> _WORK ORDER_:
Look below for the line holding "One point rides on each instance of the power" and the line holding "One point rides on each instance of the van windshield, each". Transcribe exactly those lines and all lines between them, nothing more.

Items from a dataset:
- - - -
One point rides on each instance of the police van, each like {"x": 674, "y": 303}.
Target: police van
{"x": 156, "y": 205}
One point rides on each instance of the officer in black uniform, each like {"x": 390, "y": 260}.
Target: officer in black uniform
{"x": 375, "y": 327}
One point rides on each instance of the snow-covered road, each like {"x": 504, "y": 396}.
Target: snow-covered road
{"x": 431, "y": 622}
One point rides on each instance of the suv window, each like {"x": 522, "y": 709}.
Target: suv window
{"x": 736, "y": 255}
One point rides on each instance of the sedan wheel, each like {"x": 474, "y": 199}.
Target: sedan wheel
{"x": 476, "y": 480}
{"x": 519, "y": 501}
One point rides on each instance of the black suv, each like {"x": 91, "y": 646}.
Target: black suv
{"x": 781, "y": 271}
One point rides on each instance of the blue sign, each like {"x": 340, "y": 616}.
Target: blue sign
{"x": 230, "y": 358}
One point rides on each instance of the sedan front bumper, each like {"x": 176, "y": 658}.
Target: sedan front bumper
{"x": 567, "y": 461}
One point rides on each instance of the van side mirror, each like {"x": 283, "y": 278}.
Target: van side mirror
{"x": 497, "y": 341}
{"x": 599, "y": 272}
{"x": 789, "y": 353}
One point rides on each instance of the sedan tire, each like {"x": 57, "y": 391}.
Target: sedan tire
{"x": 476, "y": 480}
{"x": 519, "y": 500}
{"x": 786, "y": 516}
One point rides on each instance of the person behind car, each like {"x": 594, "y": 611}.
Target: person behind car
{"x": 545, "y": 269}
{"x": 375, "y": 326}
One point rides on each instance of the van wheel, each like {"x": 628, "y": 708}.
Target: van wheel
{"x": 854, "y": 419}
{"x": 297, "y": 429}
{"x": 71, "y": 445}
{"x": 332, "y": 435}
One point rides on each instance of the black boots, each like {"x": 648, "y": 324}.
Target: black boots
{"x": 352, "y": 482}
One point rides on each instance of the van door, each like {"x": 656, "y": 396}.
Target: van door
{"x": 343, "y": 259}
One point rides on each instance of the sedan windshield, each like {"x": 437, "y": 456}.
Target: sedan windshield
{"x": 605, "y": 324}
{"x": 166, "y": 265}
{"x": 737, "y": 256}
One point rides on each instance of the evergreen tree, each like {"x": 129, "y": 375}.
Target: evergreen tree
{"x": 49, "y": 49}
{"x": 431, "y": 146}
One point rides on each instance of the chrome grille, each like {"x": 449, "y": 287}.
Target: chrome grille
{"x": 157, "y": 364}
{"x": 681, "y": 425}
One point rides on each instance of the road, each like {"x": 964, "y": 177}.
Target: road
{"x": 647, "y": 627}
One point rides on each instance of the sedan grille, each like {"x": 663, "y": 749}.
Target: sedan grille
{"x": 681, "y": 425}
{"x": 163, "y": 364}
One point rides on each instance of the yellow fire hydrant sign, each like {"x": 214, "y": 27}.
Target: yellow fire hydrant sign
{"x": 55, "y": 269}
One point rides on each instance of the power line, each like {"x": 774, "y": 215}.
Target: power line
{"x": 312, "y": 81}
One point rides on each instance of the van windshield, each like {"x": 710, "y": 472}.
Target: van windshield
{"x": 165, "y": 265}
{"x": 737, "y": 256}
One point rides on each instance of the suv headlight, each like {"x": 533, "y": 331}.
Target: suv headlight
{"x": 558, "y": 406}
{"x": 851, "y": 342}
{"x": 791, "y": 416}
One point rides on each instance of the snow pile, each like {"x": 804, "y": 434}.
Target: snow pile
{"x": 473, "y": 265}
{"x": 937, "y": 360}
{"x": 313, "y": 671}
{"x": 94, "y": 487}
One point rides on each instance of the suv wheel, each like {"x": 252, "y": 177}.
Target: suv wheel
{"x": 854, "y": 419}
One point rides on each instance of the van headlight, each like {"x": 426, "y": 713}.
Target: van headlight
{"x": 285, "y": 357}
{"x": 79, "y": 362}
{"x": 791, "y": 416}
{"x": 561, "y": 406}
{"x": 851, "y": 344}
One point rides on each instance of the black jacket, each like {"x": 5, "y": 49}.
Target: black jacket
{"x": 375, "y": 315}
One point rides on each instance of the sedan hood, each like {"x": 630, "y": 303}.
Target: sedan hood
- - - -
> _REPLY_:
One point rides on each instance of the power line, each like {"x": 774, "y": 215}.
Target: power line
{"x": 312, "y": 81}
One point rides on each instance of the van windshield, each like {"x": 710, "y": 472}.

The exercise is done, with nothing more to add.